**EXERCISE DESCRIPTION:** Replace "concrete base" with "stone plinth" in the data below, copying everything from the first line down to the line containing "[[135,181],[148,181],[148,180],[149,180],[148,169],[135,170]]" with no other change. Leave the pictures out of your copy.

Labeled shape records:

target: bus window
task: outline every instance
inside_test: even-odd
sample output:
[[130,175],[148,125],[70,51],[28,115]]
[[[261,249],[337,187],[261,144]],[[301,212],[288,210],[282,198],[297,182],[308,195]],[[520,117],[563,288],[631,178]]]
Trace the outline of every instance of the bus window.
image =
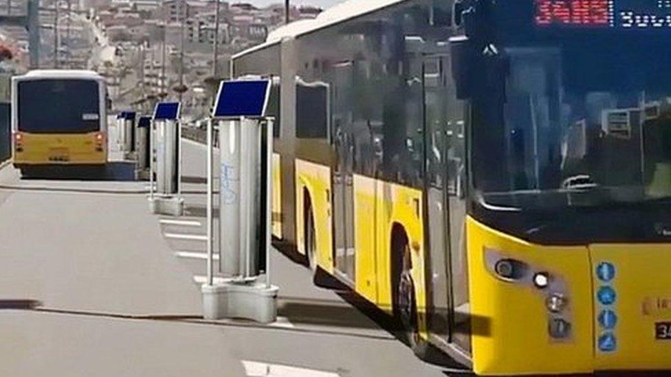
[[296,137],[299,139],[328,139],[329,84],[296,83]]
[[91,80],[22,81],[19,129],[34,133],[97,131],[100,129],[99,95],[98,83]]

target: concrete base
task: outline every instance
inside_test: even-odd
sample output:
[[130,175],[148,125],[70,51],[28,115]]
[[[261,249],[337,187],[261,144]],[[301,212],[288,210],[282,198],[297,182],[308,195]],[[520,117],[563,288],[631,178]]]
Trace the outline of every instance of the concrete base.
[[203,317],[206,319],[241,318],[260,323],[277,319],[276,286],[258,282],[225,281],[214,286],[203,284]]
[[154,196],[149,198],[149,211],[155,214],[181,216],[184,214],[184,199],[175,196]]
[[135,181],[148,181],[148,180],[149,180],[148,169],[135,170]]

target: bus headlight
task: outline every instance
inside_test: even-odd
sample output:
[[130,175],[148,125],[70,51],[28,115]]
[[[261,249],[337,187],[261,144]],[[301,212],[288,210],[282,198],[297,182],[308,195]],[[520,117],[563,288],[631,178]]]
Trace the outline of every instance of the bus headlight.
[[534,285],[538,289],[547,288],[550,284],[550,277],[547,273],[536,273],[534,275]]

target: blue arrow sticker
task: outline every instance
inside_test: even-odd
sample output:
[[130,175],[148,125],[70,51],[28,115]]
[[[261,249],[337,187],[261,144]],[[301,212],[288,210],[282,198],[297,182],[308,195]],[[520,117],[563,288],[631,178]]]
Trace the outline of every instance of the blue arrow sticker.
[[603,352],[612,352],[617,348],[617,340],[612,332],[606,332],[599,336],[599,350]]
[[612,330],[617,324],[617,315],[609,309],[602,310],[599,314],[599,324],[605,329]]
[[597,299],[602,305],[613,305],[615,302],[615,291],[609,286],[602,286],[597,292]]
[[613,280],[615,277],[615,266],[607,262],[600,263],[597,266],[597,277],[604,282]]

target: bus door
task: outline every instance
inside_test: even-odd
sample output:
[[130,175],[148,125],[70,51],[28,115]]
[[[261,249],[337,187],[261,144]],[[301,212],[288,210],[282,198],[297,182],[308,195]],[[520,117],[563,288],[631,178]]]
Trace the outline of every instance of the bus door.
[[425,241],[428,245],[430,305],[430,333],[447,342],[450,316],[448,258],[450,249],[449,213],[447,200],[448,187],[447,153],[446,150],[447,104],[443,77],[443,58],[438,55],[423,58],[422,84],[424,97],[424,135],[426,146],[424,179],[424,214],[428,232]]
[[[335,271],[353,286],[354,253],[354,137],[352,128],[351,93],[347,89],[353,78],[353,62],[336,65],[336,86],[332,100],[334,113],[331,140],[335,150],[333,169],[333,218],[335,247]],[[350,109],[347,111],[346,109]]]
[[[425,212],[428,225],[429,328],[434,340],[468,350],[470,334],[463,225],[464,107],[456,99],[447,52],[425,53]],[[463,322],[463,323],[462,323]]]

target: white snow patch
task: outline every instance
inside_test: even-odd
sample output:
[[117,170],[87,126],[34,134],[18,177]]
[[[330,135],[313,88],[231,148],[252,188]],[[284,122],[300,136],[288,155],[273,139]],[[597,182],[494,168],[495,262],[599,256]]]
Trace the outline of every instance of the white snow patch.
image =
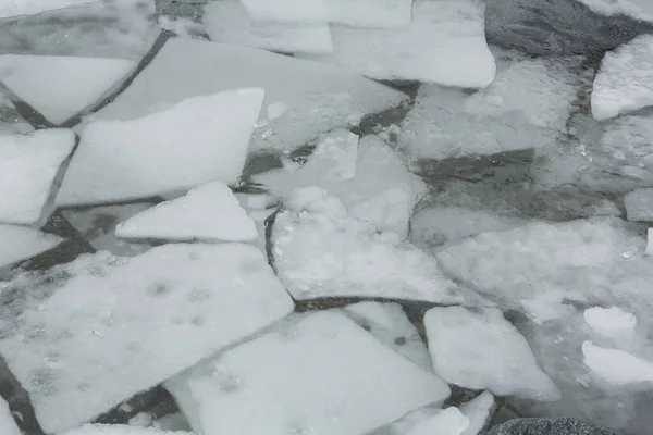
[[20,318],[2,319],[0,352],[48,433],[91,420],[293,310],[264,257],[241,244],[98,252],[46,277],[24,273],[0,287],[27,291]]
[[84,129],[56,203],[76,206],[236,182],[263,100],[238,89],[184,100],[134,121],[97,121]]
[[440,378],[334,312],[295,316],[165,387],[196,432],[234,435],[356,435],[449,395]]
[[0,222],[34,224],[40,219],[59,166],[74,145],[70,129],[0,135]]
[[497,396],[533,400],[560,398],[538,366],[528,343],[501,310],[432,308],[424,315],[435,373],[466,388],[488,388]]
[[332,26],[335,52],[305,58],[375,79],[420,80],[465,88],[483,88],[492,83],[496,65],[485,41],[484,2],[416,1],[412,11],[412,21],[406,29]]
[[[653,12],[653,9],[652,9]],[[594,78],[592,115],[607,120],[653,105],[653,36],[605,53]]]
[[222,182],[196,187],[186,196],[140,212],[115,228],[121,238],[250,241],[256,224]]
[[0,268],[54,248],[63,239],[19,225],[0,224]]
[[48,121],[61,124],[100,98],[136,62],[59,55],[0,55],[0,82]]

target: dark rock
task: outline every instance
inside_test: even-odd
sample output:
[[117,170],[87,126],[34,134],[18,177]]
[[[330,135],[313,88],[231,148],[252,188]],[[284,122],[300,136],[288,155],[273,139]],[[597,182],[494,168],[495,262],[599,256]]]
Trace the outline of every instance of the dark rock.
[[615,435],[590,422],[560,419],[515,419],[493,427],[486,435]]
[[485,36],[490,44],[533,55],[605,51],[653,33],[653,24],[626,15],[601,15],[577,0],[488,0]]

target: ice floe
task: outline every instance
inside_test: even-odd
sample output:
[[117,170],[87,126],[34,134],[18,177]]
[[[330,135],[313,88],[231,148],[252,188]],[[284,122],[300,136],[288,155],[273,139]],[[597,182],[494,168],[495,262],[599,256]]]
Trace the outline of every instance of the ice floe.
[[241,244],[87,254],[45,275],[20,274],[0,287],[7,293],[23,302],[0,319],[0,353],[48,433],[91,420],[293,310],[263,256]]
[[0,135],[0,222],[35,224],[59,166],[73,150],[69,129]]
[[97,121],[82,135],[59,206],[115,202],[186,191],[243,172],[262,89],[188,98],[134,121]]
[[291,319],[165,387],[206,435],[356,435],[449,395],[439,377],[334,312]]

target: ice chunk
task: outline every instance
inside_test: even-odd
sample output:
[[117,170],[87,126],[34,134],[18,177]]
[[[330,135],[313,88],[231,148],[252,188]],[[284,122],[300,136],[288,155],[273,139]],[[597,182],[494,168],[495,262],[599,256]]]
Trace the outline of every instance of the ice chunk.
[[637,325],[637,318],[618,307],[588,308],[583,313],[586,322],[599,334],[607,337],[619,337],[623,334],[632,334]]
[[243,87],[266,89],[264,107],[283,101],[288,108],[282,116],[259,123],[252,149],[297,148],[320,133],[355,125],[364,114],[407,99],[403,92],[333,66],[248,47],[174,38],[113,103],[94,116],[133,120],[161,104]]
[[97,102],[136,62],[56,55],[0,55],[0,82],[53,124]]
[[140,212],[115,228],[121,238],[250,241],[256,224],[222,182],[196,187],[185,197]]
[[359,302],[345,307],[343,311],[385,346],[393,348],[420,368],[433,370],[427,346],[401,304]]
[[274,264],[295,299],[359,296],[461,303],[438,262],[394,234],[347,214],[317,187],[298,189],[276,215]]
[[69,129],[0,135],[0,222],[36,223],[59,166],[73,150]]
[[296,316],[165,387],[206,435],[357,435],[449,394],[334,312]]
[[0,268],[50,250],[63,239],[19,225],[0,224]]
[[624,197],[629,221],[653,221],[653,188],[637,189]]
[[646,105],[653,105],[651,35],[639,36],[606,52],[592,89],[592,115],[600,121]]
[[326,23],[279,24],[251,21],[238,0],[212,1],[205,7],[204,25],[211,40],[272,51],[331,53]]
[[0,52],[139,61],[160,32],[156,12],[155,0],[89,0],[74,8],[0,20]]
[[560,393],[538,366],[528,343],[495,308],[432,308],[424,315],[435,373],[466,388],[497,396],[558,400]]
[[478,435],[490,426],[490,421],[496,410],[496,400],[492,393],[483,391],[460,405],[458,409],[469,419],[469,425],[461,435]]
[[184,100],[134,121],[98,121],[84,129],[59,206],[101,203],[236,182],[247,157],[262,89]]
[[295,188],[319,186],[357,219],[405,238],[412,209],[427,192],[424,182],[378,137],[366,136],[357,145],[357,136],[336,130],[318,140],[299,170],[273,170],[252,179],[284,198]]
[[305,58],[348,67],[375,79],[421,80],[465,88],[483,88],[492,83],[496,66],[485,42],[484,2],[421,0],[415,2],[406,29],[333,26],[335,52]]
[[582,344],[583,361],[592,373],[611,385],[653,382],[653,362],[618,349],[606,349],[592,341]]
[[9,405],[2,397],[0,397],[0,434],[21,435],[21,431],[9,410]]
[[46,276],[20,274],[4,291],[22,295],[24,311],[3,318],[0,353],[48,433],[91,420],[293,310],[263,256],[241,244],[88,254]]

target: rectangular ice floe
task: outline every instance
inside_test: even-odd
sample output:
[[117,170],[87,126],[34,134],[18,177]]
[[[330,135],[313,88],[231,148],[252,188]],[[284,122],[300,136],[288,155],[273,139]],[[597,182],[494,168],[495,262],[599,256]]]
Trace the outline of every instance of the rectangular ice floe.
[[189,97],[243,87],[263,88],[266,108],[273,103],[287,108],[281,116],[258,124],[252,149],[297,148],[320,133],[357,125],[364,114],[407,99],[403,92],[333,66],[248,47],[174,38],[94,117],[133,120]]
[[262,89],[188,98],[133,121],[97,121],[82,135],[59,206],[115,202],[234,184],[258,119]]
[[91,420],[293,310],[263,256],[239,244],[88,254],[20,274],[3,294],[22,302],[3,315],[0,353],[48,433]]
[[358,435],[449,395],[333,312],[289,319],[165,386],[204,435]]
[[326,23],[281,24],[256,22],[238,0],[206,4],[202,23],[211,40],[281,52],[331,53],[333,42]]
[[70,129],[0,135],[0,223],[39,220],[59,166],[74,145]]
[[484,11],[480,0],[416,0],[408,28],[332,26],[335,52],[307,59],[377,79],[483,88],[496,70],[485,42]]

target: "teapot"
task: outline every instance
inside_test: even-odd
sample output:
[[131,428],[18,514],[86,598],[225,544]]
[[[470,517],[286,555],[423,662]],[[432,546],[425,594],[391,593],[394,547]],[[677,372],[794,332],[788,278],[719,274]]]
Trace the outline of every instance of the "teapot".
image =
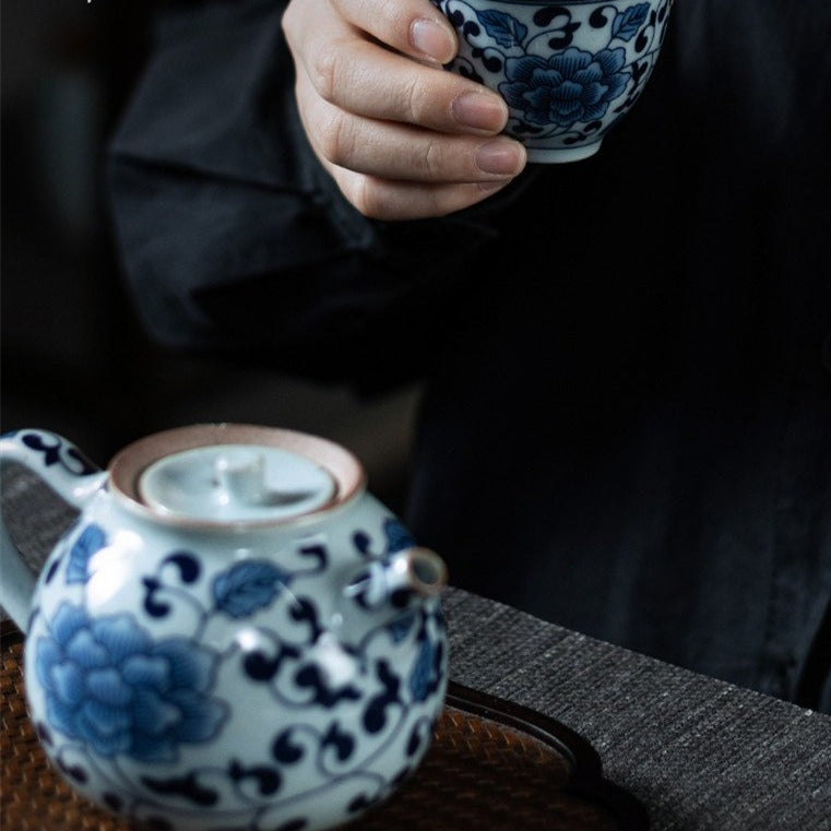
[[202,424],[106,471],[0,438],[78,509],[37,579],[2,527],[33,724],[67,781],[157,831],[312,831],[391,794],[442,707],[447,569],[345,448]]

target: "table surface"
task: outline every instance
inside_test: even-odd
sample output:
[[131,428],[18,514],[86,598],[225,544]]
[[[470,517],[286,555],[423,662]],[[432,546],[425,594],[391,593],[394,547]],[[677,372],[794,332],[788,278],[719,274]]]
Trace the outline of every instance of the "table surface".
[[[22,468],[8,465],[2,485],[10,529],[38,566],[74,514]],[[653,831],[831,831],[831,716],[461,589],[444,610],[451,678],[579,733]]]

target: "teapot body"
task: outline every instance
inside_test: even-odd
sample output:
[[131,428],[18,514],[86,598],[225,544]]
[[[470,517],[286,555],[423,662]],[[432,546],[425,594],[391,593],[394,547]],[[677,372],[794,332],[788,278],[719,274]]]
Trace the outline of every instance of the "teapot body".
[[372,598],[372,571],[411,546],[363,488],[218,527],[158,522],[105,483],[32,597],[26,695],[47,755],[151,828],[347,821],[418,764],[443,702],[439,597]]

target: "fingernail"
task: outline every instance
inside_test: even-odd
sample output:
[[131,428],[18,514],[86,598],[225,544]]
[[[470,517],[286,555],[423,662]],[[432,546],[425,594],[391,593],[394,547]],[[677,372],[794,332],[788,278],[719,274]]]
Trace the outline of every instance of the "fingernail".
[[439,63],[447,63],[455,52],[455,44],[450,33],[436,21],[415,21],[409,28],[409,40],[413,48]]
[[507,139],[489,141],[476,150],[476,167],[486,174],[514,176],[522,167],[523,155],[517,142]]
[[504,127],[506,106],[495,95],[462,93],[453,100],[452,107],[456,121],[465,127],[492,132],[499,132]]
[[499,181],[480,181],[478,188],[483,193],[492,193],[495,190],[501,190],[513,179],[500,179]]

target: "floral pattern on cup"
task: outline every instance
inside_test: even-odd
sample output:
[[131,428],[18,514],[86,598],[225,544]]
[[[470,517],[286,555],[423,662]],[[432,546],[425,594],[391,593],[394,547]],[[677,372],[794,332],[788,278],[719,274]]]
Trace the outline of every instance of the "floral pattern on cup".
[[530,149],[598,145],[640,97],[673,0],[434,0],[459,33],[448,69],[496,90]]

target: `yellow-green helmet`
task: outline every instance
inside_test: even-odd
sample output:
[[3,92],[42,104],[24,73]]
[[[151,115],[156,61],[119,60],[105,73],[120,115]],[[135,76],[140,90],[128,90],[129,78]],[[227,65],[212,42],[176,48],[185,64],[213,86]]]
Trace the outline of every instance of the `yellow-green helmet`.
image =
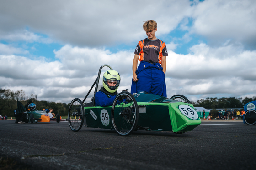
[[[119,86],[120,81],[120,75],[116,71],[110,70],[105,72],[103,75],[103,87],[110,93],[114,93],[117,91]],[[111,86],[107,83],[108,81],[117,82],[117,84],[114,86]]]

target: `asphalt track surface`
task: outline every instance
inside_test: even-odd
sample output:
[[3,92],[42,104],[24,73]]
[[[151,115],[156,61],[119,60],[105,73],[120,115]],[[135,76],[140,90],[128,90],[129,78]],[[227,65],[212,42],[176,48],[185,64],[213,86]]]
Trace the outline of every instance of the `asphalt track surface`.
[[31,170],[255,170],[256,125],[203,120],[191,132],[138,130],[128,137],[68,123],[0,120],[0,156]]

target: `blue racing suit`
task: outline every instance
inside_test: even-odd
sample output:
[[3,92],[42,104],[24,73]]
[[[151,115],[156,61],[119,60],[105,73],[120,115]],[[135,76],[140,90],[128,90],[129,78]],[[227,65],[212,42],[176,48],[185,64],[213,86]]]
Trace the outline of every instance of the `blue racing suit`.
[[95,106],[107,107],[112,105],[117,95],[107,95],[102,91],[98,91],[95,94]]
[[167,97],[165,75],[160,63],[141,61],[136,74],[139,80],[132,81],[131,94],[143,91]]

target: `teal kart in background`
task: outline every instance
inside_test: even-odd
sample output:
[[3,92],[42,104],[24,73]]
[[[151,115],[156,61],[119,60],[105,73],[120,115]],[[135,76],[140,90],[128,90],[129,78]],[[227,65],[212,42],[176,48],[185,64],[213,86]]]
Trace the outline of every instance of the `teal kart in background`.
[[244,120],[248,125],[256,124],[256,101],[247,103],[244,106],[245,112],[244,115]]
[[82,102],[78,98],[70,103],[68,121],[71,130],[85,127],[114,130],[121,136],[128,136],[134,130],[167,131],[183,133],[192,130],[201,122],[193,105],[185,96],[176,95],[171,99],[141,92],[124,91],[116,96],[112,106],[95,106],[92,102],[84,104],[95,84],[94,95],[98,89],[101,66],[98,77]]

**THE SOLUTION:**
target: bus window
task: outline every instance
inside_test: even-odd
sample output:
[[130,175],[148,125],[70,51],[28,115]]
[[[261,249],[337,187],[261,144]],[[301,212],[288,210],[282,198],[297,182],[308,195]],[[520,117],[563,288],[631,178]]]
Trace the outline of every instance of the bus window.
image =
[[296,137],[299,139],[328,139],[329,84],[296,83]]
[[91,80],[22,81],[19,129],[34,133],[97,131],[100,129],[99,95],[98,83]]

target: stone plinth
task: outline every instance
inside_test: even-odd
sample output:
[[130,175],[148,125],[70,51],[28,115]]
[[[261,249],[337,187],[261,144]],[[301,212],[288,210],[282,198],[297,182],[308,195]],[[520,117],[563,288],[631,178]]]
Trace the outline of every instance of the stone plinth.
[[203,317],[206,319],[241,318],[260,323],[277,319],[276,286],[258,282],[225,281],[214,286],[203,284]]
[[154,196],[149,198],[149,211],[155,214],[181,216],[184,214],[184,199],[175,196]]
[[135,181],[148,181],[148,180],[149,180],[148,169],[135,170]]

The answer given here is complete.